* **Task set**
• a. In the passage on gathering translation data, which language pairs are said to have very little data in digital form?
• b. List every domain that the passage on gathering translation data names as an example when it describes how well domains are covered by parallel text.
• c. Rewrite the part of the passage on gathering translation data that opens with the words containing "Building a useful" and closes with "using these sources.", swapping "web page" for "website".

* **Given passage**

/---

Building a useful machine translation system requires a lot of data. In particular, the data cannot simply be the translation of the words in one language to those in another language, but rather needs to include phrases and sentences so that the context of multiple words is considered. While there are some sources of translated data available, such as the same web page content translated into different languages, and governmental documents (e.g., the European Union translates documents into multiple languages), there are drawbacks with using these sources.
While a great deal of parallel text exists in digital form (web data, scanned books, and so forth), the nature of this data is skewed in various ways. For instance, certain domains (e.g. government, science) tend to be very well-represented, while others (e.g., entertainment, sports) are much less well-covered. Even more significant is the skewing for particular language pairs; e.g., while there is a substantial amount of English-Spanish data available in digital form, there is very little Hungarian-Spanish or Vietnamese-Spanish. When parallel speech data is considered, the problem is even greater. Relatively little spoken parallel speech data exists, and collecting it can be extremely expensive because of the laborious nature of speech transcription.
Attempts have been made to use bilingual speakers to translate sentences and phrases from one language to another. However, employing such bilingual speakers is generally costly, and thus only a limited amount of data can be practically collected in this way. Gathering translation data from bilingual speakers within the general public (“crowd-sourcing”) could in principle help collect large amounts of parallel data, but this approach is also problematic. For one, translation quality can vary greatly from speaker to speaker, and motivating highly skilled bilingual contributors can be difficult. If translators are offered significant financial rewards for contributing data, cheating can become a problem, e.g., unscrupulous programmers can write automated “bots” that simply call an existing machine translation engine to supply a translation.
Paraphrase data refers to different sentences and phrases that mean approximately the same thing in a given language. This is generally similar to translation data except that only monolingual annotators are needed to produce paraphrase data. However, collecting paraphrase data has its own problems, including that the annotator paraphrasing a source sentence or phrase into target data is biased by the source sentence/phrase. For example, many people tend to simply substitute each source noun with a different target noun and/or each source verb for a different target verb, similar to using a thesaurus. Other people find it difficult to construct paraphrases in general, e.g., they are confused as to whether they are supposed to reorder the words, substitute words and/or do something else with the source text to provide the target text. As with translation data, the paucity of paraphrase data is even more extreme with respect to spoken language. There is virtually no spoken paraphrase data that might be used to train models aimed at understanding spoken monolingual utterances.

\---

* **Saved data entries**
/---

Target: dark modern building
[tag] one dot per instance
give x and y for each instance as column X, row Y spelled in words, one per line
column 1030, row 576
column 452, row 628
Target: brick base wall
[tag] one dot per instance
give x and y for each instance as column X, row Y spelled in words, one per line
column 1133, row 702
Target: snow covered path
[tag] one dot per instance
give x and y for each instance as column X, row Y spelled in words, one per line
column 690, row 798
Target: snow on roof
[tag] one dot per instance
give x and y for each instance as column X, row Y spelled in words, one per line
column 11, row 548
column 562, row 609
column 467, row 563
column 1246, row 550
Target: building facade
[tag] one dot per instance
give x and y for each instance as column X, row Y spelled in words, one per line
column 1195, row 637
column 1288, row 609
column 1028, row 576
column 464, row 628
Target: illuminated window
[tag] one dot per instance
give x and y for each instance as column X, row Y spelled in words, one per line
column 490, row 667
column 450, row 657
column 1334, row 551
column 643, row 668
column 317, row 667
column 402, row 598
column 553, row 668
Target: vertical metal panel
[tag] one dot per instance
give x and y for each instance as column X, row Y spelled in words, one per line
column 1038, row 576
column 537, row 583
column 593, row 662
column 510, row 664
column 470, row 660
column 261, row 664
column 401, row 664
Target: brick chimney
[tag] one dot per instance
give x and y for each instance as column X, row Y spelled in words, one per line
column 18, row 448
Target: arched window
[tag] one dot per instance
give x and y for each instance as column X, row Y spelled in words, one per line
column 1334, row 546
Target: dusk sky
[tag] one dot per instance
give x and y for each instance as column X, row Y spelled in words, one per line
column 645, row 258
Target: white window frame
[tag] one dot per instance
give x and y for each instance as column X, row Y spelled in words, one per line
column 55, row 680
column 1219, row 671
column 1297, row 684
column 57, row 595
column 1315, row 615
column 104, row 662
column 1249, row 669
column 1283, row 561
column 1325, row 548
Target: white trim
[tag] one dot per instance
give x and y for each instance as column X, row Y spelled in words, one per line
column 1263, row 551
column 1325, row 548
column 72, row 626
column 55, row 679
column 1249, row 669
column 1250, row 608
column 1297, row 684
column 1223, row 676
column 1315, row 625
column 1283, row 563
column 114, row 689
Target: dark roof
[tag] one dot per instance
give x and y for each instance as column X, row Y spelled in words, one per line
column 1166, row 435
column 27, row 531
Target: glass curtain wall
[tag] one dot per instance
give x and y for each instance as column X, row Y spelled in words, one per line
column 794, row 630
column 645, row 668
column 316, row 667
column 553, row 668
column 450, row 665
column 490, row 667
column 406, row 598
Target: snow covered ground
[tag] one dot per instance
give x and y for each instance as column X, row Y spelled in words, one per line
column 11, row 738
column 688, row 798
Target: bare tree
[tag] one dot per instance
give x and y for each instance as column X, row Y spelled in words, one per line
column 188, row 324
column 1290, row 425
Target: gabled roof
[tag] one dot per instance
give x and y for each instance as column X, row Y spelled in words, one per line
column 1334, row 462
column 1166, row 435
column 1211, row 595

\---

* **Answers per task**
• a. Hungarian-Spanish and Vietnamese-Spanish.

• b. Government, science, entertainment, sports

• c.
Building a useful machine translation system requires a lot of data. In particular, the data cannot simply be the translation of the words in one language to those in another language, but rather needs to include phrases and sentences so that the context of multiple words is considered. While there are some sources of translated data available, such as the same website content translated into different languages, and governmental documents (e.g., the European Union translates documents into multiple languages), there are drawbacks with using these sources.